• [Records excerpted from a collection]

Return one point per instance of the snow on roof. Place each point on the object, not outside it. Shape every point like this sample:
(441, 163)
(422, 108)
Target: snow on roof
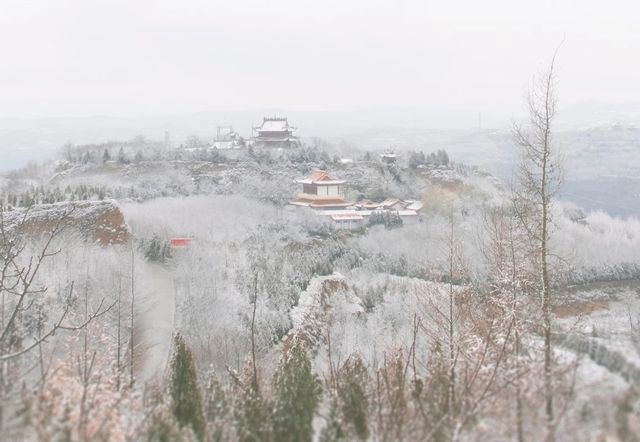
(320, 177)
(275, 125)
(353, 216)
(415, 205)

...

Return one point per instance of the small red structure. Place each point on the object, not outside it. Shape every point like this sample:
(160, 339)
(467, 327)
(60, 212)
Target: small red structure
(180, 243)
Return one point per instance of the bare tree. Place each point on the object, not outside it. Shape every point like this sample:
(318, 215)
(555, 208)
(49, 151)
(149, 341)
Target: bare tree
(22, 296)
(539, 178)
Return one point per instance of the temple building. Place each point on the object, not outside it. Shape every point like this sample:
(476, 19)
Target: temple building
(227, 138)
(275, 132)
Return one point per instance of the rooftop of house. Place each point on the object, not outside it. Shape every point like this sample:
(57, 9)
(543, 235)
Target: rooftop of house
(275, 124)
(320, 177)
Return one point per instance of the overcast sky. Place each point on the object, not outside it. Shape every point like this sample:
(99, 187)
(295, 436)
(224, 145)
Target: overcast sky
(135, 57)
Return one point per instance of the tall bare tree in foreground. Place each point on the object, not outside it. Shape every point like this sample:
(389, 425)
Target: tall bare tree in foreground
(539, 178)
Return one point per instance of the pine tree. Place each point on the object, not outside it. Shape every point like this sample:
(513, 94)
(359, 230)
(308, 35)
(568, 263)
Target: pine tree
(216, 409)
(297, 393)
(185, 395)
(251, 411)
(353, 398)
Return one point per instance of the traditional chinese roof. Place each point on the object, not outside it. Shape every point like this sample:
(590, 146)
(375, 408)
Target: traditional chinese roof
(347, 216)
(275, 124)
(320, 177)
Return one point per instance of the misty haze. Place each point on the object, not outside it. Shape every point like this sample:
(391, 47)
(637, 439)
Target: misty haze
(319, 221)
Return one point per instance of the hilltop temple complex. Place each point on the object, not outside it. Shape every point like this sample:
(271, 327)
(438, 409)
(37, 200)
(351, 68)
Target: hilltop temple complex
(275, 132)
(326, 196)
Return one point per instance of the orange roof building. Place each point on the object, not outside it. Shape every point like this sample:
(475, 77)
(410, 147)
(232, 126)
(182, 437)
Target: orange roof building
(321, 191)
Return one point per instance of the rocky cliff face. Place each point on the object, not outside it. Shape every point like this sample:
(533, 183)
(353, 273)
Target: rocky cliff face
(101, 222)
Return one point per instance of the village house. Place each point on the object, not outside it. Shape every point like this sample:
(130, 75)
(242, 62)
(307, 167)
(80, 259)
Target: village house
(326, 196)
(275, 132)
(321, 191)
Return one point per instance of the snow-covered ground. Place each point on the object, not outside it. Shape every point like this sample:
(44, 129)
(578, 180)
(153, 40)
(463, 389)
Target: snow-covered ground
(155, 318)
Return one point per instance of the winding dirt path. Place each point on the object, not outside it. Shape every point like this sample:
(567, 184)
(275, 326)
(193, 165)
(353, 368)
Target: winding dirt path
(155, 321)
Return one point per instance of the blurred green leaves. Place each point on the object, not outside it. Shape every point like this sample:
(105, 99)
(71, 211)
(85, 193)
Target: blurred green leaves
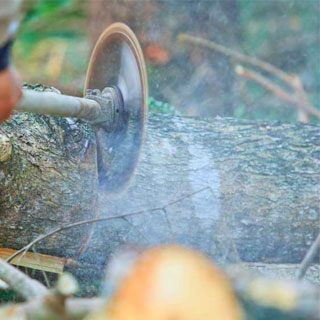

* * *

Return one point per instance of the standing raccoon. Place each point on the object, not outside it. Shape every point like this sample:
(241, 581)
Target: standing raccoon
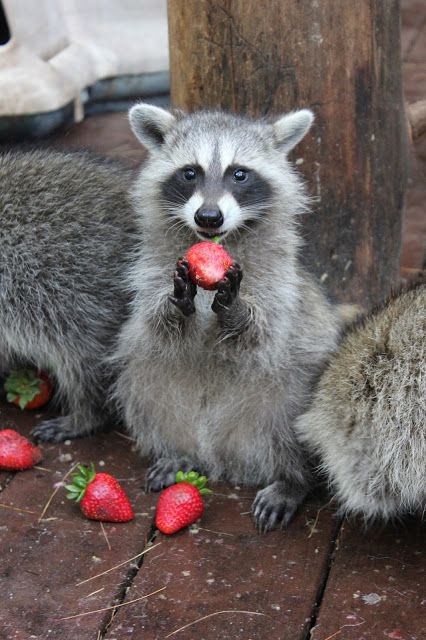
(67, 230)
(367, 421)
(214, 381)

• [Exercise instructions] Locate the word "green" in the records above, and return each line that has it.

• [Result for this exercise]
Return one point per instance of the blurred green leaves. Place each point on the object, not outside it. Shape every point like this sample:
Target: blurred green leaves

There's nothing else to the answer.